DOCUMENT EXCERPT:
--- BEGIN ---

Ecommerce key performance indicators (KPIs) are measurable values that demonstrate how effectively a company is achieving its key objectives at different levels of the organization.
Figuring out what you want (or need) to measure begins with clearly stating your business goals. Whether you’re trying to boost sales, streamline marketing, or improve customer service, you’ll need a clear vision of where you’re headed before you can properly implement any KPIs.
In this article, we’ll take a closer look at ecommerce KPIs from the vantage point of marketing, sales, and customer success. Plus, we’ll share some insights on the best tools to measure your KPIs that’ll fuel your brand’s growth and long-term success.
Ecommerce KPIs are used to measure the success of your online brand. These metrics can track your sales, monitor your marketing efforts, and gauge the overall effectiveness of your ecommerce store. Although there are tons of KPIs you can choose from, most merchants work with a few benchmarks that are best aligned with their business objectives.
In many ways, ecommerce KPIs are a gateway to determining product or brand performance — seeing as they reveal whether your day-to-day operations are moving in the right direction to reach your goals. By prioritizing (and analyzing) ecommerce metrics, your company can better understand its data and gather important insights to spur your growth.
That’s because KPIs pinpoint exactly what’s going well and what’s going wrong for your brand. You can then use this information to make adjustments to your business model, or to educate your sales, marketing, and operations teams on where they have room to improve.
Even if you have a quality product that’s unique from the competition, that product isn’t going to sell unless customers know about your brand. That’s why it’s so necessary to drive visitors to your website, since this is the first step in increasing customer conversions.
Some of the best ways to get more eyes on your site include: search engine optimization (SEO), social media engagement, email campaigns, and paid ads/sponsored posts. But even after you’ve made these moves, you’ll still need a process for measuring the impact of your digital marketing — which is where marketing KPIs can really come in handy.
The following are some of the most popular marketing KPIs for ecommerce, used to determine whether your marketing strategies are working to your advantage. This way, you can replicate your successes, adjust your failures, and achieve the sustainable growth you deserve.

--- END ---

DATA SHOWN:
--- BEGIN ---

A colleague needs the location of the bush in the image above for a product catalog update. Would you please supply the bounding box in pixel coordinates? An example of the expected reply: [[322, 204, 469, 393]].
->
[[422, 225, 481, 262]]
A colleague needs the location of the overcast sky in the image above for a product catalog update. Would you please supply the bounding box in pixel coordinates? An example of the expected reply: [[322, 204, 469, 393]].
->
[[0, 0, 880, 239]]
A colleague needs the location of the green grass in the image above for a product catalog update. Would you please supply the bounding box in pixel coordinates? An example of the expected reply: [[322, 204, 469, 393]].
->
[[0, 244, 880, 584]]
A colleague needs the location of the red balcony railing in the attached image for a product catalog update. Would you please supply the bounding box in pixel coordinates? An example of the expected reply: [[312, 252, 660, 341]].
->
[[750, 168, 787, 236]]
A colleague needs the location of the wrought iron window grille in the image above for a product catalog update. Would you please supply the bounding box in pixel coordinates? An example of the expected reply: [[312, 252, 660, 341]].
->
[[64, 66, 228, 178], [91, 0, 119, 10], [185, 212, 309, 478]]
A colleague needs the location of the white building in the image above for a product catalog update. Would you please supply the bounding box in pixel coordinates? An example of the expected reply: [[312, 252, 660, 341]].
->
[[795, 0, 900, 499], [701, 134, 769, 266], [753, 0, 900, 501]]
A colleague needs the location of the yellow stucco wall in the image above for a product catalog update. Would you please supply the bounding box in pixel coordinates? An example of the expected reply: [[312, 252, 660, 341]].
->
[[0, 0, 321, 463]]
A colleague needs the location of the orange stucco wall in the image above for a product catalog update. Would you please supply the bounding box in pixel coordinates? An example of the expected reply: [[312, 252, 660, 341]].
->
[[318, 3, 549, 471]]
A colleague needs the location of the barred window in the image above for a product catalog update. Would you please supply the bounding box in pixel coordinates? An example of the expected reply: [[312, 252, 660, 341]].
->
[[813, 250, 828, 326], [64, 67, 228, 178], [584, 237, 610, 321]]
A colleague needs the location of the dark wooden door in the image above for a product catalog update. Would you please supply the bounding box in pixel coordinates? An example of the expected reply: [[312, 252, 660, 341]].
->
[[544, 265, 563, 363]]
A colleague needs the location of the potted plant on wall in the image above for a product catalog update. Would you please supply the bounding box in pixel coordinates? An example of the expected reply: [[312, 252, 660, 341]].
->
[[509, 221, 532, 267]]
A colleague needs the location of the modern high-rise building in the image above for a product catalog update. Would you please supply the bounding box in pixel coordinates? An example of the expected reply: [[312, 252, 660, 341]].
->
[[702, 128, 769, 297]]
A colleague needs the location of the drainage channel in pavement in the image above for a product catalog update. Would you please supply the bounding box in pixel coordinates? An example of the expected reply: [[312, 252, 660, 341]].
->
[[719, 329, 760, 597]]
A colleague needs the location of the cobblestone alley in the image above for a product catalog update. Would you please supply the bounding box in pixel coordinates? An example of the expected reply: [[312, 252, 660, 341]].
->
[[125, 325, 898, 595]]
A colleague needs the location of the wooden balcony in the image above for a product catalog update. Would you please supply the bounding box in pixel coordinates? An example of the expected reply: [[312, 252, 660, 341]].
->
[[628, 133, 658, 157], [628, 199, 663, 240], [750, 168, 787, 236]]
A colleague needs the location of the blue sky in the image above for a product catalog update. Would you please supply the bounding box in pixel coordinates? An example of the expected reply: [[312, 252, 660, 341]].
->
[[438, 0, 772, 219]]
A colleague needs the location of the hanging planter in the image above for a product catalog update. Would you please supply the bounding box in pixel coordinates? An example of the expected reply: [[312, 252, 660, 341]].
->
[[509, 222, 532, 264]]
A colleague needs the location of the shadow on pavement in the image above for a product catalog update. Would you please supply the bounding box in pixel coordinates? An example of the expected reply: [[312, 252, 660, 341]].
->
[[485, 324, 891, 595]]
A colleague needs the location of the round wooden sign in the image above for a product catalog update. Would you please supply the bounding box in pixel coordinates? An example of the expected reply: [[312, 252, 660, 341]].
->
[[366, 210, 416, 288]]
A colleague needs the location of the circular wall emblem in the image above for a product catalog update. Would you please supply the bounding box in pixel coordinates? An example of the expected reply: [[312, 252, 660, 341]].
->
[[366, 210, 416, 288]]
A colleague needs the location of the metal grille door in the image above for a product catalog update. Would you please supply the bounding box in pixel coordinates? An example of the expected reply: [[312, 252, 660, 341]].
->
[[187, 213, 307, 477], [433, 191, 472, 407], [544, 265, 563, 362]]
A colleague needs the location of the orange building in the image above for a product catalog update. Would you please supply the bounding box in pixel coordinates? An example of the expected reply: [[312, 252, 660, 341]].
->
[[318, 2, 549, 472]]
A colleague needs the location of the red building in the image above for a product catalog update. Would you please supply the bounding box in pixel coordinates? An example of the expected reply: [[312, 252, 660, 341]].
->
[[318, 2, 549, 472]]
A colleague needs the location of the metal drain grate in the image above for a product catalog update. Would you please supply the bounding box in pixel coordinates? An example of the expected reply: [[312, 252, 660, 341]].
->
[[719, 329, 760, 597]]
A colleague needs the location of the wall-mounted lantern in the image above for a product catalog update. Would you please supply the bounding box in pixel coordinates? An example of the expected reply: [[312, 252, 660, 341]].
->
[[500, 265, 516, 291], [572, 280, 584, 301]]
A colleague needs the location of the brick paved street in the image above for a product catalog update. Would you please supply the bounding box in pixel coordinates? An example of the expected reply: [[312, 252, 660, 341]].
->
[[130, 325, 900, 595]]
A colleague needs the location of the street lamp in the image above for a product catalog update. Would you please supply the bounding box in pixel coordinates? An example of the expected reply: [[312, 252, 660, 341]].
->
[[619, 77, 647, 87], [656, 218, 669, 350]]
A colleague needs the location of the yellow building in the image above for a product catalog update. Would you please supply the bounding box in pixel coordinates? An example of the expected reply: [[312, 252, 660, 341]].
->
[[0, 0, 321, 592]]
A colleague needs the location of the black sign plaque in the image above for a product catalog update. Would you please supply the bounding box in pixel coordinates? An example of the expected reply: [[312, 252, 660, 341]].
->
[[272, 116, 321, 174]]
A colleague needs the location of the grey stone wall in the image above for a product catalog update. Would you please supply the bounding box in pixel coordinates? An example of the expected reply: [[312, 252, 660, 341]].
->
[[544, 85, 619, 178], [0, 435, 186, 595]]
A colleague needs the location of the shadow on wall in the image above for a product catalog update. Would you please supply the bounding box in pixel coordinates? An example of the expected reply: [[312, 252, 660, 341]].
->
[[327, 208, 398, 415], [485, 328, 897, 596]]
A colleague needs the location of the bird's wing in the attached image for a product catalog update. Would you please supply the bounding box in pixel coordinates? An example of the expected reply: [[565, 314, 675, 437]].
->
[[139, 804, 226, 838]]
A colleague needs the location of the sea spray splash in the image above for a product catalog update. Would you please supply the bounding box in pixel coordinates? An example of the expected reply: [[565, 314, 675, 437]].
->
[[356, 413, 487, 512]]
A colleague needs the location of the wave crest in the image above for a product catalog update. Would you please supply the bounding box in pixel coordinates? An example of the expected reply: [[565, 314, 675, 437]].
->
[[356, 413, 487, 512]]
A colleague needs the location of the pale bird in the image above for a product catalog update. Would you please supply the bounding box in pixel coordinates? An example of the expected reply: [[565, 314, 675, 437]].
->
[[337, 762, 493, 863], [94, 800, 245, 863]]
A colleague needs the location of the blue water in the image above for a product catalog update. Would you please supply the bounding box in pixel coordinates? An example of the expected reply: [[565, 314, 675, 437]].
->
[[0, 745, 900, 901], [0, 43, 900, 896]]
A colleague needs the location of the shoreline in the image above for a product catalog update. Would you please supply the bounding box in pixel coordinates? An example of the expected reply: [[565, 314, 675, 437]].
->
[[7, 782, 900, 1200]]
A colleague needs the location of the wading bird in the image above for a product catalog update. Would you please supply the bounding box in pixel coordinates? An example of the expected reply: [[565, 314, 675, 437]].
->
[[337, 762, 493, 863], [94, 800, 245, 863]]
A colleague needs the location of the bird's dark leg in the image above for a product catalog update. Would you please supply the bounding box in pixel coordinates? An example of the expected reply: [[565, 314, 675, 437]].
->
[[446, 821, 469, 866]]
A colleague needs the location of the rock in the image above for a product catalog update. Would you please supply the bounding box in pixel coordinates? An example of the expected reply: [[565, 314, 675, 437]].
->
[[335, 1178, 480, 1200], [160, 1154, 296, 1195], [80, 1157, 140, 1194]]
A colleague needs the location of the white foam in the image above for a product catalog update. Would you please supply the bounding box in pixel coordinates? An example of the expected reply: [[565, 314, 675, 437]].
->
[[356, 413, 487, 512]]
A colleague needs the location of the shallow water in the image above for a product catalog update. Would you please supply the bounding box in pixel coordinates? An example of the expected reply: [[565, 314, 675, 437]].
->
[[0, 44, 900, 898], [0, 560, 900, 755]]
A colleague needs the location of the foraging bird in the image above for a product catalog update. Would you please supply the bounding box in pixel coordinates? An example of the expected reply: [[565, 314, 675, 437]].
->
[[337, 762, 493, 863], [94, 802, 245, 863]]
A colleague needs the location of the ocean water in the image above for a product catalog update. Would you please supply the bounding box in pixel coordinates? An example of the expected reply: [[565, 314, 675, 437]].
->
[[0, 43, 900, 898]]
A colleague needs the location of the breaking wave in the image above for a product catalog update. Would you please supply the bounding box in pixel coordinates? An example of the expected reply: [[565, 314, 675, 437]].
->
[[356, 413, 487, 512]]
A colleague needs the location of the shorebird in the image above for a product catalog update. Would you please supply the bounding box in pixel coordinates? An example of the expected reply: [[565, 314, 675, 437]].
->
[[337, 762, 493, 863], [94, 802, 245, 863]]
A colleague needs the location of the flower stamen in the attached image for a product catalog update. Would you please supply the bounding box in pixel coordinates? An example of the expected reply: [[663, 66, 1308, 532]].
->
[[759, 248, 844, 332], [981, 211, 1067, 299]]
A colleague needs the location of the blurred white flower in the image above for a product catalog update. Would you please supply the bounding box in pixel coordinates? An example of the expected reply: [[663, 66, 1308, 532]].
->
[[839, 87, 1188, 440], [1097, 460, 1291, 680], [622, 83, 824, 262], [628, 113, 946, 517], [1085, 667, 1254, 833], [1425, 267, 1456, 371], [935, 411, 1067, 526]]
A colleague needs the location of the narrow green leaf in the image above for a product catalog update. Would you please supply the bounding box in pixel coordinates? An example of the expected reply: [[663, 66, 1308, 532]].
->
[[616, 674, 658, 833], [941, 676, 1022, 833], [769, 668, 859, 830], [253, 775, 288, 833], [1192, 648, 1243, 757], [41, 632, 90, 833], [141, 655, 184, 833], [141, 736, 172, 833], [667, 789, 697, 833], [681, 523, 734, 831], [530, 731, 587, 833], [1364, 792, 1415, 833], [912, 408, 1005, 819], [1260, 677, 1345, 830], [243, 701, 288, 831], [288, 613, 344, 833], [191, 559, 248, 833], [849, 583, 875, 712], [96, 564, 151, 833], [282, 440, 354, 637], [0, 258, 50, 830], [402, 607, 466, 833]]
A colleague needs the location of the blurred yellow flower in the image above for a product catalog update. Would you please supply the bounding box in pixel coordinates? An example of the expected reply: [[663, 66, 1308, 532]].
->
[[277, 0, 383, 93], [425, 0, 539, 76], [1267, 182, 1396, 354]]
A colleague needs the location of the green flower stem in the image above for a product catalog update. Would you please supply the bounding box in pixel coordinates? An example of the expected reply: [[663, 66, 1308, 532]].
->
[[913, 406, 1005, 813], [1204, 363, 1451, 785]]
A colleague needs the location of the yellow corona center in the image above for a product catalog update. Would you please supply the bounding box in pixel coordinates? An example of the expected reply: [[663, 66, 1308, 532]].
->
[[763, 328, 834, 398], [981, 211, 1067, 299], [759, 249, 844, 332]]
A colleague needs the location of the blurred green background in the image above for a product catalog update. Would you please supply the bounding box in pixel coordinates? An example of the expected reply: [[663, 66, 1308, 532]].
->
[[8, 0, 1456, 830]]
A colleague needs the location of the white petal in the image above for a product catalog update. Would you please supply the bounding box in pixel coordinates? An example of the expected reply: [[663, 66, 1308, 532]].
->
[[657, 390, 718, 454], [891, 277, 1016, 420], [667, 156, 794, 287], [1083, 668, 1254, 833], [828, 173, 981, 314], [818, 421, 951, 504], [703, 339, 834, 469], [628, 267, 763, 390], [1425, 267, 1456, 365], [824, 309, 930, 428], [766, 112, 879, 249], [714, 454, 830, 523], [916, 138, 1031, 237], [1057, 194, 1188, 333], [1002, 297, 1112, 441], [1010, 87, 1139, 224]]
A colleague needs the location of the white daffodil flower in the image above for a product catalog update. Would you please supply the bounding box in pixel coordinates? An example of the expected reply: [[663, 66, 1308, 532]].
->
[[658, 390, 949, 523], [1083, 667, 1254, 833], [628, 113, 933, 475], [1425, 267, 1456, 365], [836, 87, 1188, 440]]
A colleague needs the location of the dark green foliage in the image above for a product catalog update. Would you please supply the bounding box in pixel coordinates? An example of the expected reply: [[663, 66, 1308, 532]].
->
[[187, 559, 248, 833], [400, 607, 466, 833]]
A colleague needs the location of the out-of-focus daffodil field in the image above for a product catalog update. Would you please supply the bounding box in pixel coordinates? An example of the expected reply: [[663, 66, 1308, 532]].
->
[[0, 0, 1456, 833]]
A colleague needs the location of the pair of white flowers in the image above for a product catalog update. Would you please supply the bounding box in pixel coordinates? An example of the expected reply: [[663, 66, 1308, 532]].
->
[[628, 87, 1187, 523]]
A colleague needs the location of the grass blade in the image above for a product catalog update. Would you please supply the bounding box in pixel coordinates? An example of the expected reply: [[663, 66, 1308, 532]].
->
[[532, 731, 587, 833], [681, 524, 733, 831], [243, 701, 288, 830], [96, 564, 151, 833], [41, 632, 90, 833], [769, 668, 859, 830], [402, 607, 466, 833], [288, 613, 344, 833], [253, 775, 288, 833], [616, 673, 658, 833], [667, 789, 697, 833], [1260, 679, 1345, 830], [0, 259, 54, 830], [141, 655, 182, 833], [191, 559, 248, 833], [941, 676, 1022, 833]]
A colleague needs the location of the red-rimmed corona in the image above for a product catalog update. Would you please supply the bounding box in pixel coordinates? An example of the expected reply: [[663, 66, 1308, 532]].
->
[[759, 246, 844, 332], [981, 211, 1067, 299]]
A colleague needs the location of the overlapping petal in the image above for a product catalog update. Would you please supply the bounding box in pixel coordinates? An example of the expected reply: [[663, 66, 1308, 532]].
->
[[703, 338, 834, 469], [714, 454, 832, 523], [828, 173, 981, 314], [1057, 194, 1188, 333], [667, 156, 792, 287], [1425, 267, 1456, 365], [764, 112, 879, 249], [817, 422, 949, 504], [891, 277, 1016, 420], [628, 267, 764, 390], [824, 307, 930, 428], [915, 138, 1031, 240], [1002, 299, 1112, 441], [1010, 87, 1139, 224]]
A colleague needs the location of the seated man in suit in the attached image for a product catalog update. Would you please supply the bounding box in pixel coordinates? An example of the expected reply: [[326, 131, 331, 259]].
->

--- END ---

EXERCISE GOAL: Pick up the article on ecommerce KPIs after its last sentence and carry it forward.

REPLY TO THE TASK:
Website traffic is the total number of people who visit your ecommerce site. Generally speaking, the more site traffic you have, the more likely you are to turn those visitors into paying customers. But not only does more traffic lead to more purchases, it also boosts brand awareness and helps customers remember your name (so they can mention it to their friends).
Under the umbrella of website traffic metrics, your company can track: total visits, unique visitors, returning visitors, and demographics like physical location or socioeconomic status.
Average session duration is how long visitors usually stay on your website. In other words, it’s the average amount of time someone spends on your site during a single visit. This metric is a great reflection of user engagement, and can illustrate whether new and returning visitors are interested in your site content. To calculate average session duration, use the formula:
average session duration = total session duration / total number of sessions
Page views per session is the number of pages someone visits each time they’re on your site. Keep in mind, higher page views can indicate it takes customers a lot of clicks to find what they’re looking for. In this case, you might consider revamping your ecommerce website to offer a more seamless user experience. To calculate page views per session, use the formula:
page views per session = total number of page views / total number of visitors
Bounce rate tells you how many visitors leave your site after arriving from a search engine, referral source, or another website. Typically, these visitors leave after viewing just one page or before they’ve taken any action (like clicking a link or making a purchase). With that in mind, you’ll want to keep this metric as low as possible. To calculate bounce rate, use the formula:
bounce rate = total number of one-page visits / total number of entries to a website
Pay-per-click (PPC) is an online marketing strategy where companies pay a fee every time one of their ads is clicked. Basically, PPC is a way to buy site visits rather than earning those visitors through an organic search. Measuring PPC shows you how much you’re spending on each click so you can decide whether the ad spend is actually worth it. To calculate PPC, use the formula:
pay-per-click = total advertising costs / total number of ads clicked
Cost per conversion (CPC) is used to show the costs associated with achieving a sale. That is, it’s the amount you pay to turn a visitor into a buyer — or the total advertising costs (and product placement expenditures) that drive a successful conversion. Many online retailers use this KPI to inform how they price products or what they pay for ads. To calculate CPC, use the formula:
cost per conversion = total cost for generating traffic / total number of conversions
Email conversion rate is the percentage of subscribers who complete a purchase on your website by clicking through the links included in your email campaigns. This KPI is a great indication of the effectiveness (and profitability) of your email marketing, as well as the overall return on investment from your email list. To calculate email conversion rate, use the formula:
email conversion rate = (total number of conversions from emails / total number of emails delivered) x 100
Social media engagement refers to the number of fans and followers who are interacting with your brand on various social media outlets. You can measure your engagement via the number of likes, comments, or new followers you’ve gained. If engagement is low, you may want to add email signature icons (like LinkedIn and Facebook) in your email marketing campaign and revise your social media marketing or introduce new content to reach a broader audience.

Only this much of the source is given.